### Exercise directions
Your task is to reproduce exactly the lines from the line with "task: provide the outline of the clear" through the end of the records below.

### Stored items
+ + + +

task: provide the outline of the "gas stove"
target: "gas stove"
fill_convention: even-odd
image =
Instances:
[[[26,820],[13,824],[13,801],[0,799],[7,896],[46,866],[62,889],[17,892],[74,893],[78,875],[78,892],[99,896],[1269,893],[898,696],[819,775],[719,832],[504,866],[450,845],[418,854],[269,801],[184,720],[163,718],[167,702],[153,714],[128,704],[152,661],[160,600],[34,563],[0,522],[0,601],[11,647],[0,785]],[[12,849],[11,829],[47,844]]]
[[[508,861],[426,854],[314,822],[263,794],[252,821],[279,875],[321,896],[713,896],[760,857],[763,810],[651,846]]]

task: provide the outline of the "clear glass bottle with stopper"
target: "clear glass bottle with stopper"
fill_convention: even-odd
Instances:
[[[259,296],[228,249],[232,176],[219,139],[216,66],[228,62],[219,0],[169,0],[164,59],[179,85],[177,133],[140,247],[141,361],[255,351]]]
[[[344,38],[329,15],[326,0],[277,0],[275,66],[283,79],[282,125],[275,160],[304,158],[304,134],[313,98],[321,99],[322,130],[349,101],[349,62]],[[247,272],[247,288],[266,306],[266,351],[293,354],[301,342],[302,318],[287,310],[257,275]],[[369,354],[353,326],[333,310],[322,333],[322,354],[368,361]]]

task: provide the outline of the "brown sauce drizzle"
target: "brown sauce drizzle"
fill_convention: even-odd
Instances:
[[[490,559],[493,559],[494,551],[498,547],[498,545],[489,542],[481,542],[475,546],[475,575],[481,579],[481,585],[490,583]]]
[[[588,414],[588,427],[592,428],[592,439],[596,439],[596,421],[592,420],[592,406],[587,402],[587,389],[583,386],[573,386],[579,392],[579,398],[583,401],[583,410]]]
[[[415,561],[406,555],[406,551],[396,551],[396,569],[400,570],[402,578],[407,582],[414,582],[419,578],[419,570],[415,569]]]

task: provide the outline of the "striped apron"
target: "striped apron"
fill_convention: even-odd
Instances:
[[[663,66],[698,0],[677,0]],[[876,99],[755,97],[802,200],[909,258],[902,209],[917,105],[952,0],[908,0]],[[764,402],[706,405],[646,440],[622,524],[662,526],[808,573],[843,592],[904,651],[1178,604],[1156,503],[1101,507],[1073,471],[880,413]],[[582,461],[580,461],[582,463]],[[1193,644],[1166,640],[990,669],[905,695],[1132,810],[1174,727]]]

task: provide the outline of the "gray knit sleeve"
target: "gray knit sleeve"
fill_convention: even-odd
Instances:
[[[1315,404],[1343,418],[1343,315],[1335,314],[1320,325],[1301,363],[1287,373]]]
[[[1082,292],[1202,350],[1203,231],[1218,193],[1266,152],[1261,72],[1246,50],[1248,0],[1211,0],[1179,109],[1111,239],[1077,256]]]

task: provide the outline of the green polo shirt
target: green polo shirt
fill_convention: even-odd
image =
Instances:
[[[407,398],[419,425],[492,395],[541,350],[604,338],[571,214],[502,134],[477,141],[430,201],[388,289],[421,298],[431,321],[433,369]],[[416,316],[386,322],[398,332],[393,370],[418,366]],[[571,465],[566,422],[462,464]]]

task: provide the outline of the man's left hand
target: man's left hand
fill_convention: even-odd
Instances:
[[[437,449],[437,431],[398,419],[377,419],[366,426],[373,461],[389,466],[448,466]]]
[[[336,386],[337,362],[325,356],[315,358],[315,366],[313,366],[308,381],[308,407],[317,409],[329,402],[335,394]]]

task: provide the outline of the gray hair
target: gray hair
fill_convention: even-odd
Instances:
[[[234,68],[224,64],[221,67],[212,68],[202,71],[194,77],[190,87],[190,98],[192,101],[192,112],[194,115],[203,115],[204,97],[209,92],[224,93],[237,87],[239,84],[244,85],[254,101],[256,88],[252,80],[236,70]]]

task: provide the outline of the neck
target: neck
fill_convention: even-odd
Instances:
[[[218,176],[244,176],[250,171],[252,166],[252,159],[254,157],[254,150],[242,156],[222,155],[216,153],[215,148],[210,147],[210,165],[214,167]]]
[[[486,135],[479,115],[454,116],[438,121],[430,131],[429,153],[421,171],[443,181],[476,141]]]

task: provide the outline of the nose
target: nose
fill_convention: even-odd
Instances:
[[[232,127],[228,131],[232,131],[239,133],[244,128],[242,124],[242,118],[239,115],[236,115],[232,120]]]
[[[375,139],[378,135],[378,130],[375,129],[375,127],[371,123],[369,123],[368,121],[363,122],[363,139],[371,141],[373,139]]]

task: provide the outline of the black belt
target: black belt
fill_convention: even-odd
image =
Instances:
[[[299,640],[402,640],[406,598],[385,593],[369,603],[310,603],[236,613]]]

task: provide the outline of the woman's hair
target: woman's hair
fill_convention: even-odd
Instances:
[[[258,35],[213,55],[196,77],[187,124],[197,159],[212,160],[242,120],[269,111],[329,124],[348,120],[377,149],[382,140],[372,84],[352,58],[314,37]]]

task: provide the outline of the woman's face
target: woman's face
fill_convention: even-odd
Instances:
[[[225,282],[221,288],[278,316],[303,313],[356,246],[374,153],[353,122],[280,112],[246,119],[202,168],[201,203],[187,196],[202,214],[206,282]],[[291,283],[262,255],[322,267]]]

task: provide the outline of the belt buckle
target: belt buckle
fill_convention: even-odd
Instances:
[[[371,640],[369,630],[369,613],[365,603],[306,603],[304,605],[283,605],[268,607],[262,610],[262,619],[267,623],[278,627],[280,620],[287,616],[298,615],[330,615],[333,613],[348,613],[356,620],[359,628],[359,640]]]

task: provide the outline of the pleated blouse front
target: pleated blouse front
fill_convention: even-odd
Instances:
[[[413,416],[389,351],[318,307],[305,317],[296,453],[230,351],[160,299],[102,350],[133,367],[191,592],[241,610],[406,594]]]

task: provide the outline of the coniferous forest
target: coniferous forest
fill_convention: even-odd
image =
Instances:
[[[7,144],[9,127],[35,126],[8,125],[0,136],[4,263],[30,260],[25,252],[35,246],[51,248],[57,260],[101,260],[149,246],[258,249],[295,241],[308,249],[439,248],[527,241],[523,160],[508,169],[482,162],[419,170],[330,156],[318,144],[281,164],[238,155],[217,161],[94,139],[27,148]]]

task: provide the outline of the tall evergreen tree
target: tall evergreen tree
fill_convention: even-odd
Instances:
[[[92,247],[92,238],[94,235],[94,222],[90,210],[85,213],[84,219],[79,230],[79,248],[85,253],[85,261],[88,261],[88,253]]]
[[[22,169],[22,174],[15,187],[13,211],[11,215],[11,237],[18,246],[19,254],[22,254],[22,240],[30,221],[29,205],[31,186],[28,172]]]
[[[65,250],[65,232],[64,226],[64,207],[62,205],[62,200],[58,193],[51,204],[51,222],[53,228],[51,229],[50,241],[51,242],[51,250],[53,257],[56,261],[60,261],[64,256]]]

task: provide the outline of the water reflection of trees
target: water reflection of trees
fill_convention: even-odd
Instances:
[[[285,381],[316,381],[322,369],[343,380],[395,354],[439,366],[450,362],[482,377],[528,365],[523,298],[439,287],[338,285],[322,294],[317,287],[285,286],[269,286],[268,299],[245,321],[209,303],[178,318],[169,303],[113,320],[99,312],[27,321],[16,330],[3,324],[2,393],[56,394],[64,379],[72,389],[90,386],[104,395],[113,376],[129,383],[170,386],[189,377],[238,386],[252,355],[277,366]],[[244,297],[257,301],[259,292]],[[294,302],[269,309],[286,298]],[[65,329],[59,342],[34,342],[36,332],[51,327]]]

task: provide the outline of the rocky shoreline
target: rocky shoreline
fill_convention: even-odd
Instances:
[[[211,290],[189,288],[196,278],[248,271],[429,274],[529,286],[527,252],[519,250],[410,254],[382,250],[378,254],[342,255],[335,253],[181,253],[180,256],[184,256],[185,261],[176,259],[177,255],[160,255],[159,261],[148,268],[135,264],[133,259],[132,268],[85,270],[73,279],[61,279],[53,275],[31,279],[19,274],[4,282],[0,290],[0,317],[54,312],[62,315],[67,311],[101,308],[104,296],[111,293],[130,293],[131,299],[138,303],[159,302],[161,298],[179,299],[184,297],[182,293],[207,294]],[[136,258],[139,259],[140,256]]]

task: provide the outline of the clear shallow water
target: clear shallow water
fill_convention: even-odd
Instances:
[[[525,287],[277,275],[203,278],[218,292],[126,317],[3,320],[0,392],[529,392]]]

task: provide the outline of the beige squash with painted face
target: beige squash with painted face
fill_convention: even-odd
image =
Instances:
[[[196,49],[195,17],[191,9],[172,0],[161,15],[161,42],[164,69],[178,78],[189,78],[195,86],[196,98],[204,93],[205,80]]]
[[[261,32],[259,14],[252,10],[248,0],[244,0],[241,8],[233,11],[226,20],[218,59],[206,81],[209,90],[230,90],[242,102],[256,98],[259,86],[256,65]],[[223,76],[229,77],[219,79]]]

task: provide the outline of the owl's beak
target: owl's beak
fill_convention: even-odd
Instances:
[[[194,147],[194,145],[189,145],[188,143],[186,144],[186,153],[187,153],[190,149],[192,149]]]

+ + + +

### Task solution
task: provide the outline of the clear shallow water
target: clear shallow water
fill_convention: even-odd
Instances:
[[[525,287],[277,275],[203,278],[218,292],[126,317],[3,320],[0,392],[529,392]]]

task: provide the outline of the beige squash with painted face
target: beige squash with painted face
fill_convention: even-odd
image =
Instances:
[[[196,49],[195,17],[191,9],[172,0],[161,15],[161,42],[164,69],[178,78],[189,78],[195,86],[196,98],[204,93],[205,80]]]
[[[261,32],[259,14],[252,10],[248,0],[244,0],[241,8],[233,11],[226,20],[218,59],[206,81],[209,90],[230,90],[242,102],[256,98],[259,86],[256,65]],[[223,76],[229,77],[219,79]]]

task: provide the outline of the owl's beak
target: owl's beak
fill_convention: even-odd
Instances:
[[[194,147],[194,145],[189,145],[188,143],[186,144],[186,153],[187,153],[190,149],[192,149]]]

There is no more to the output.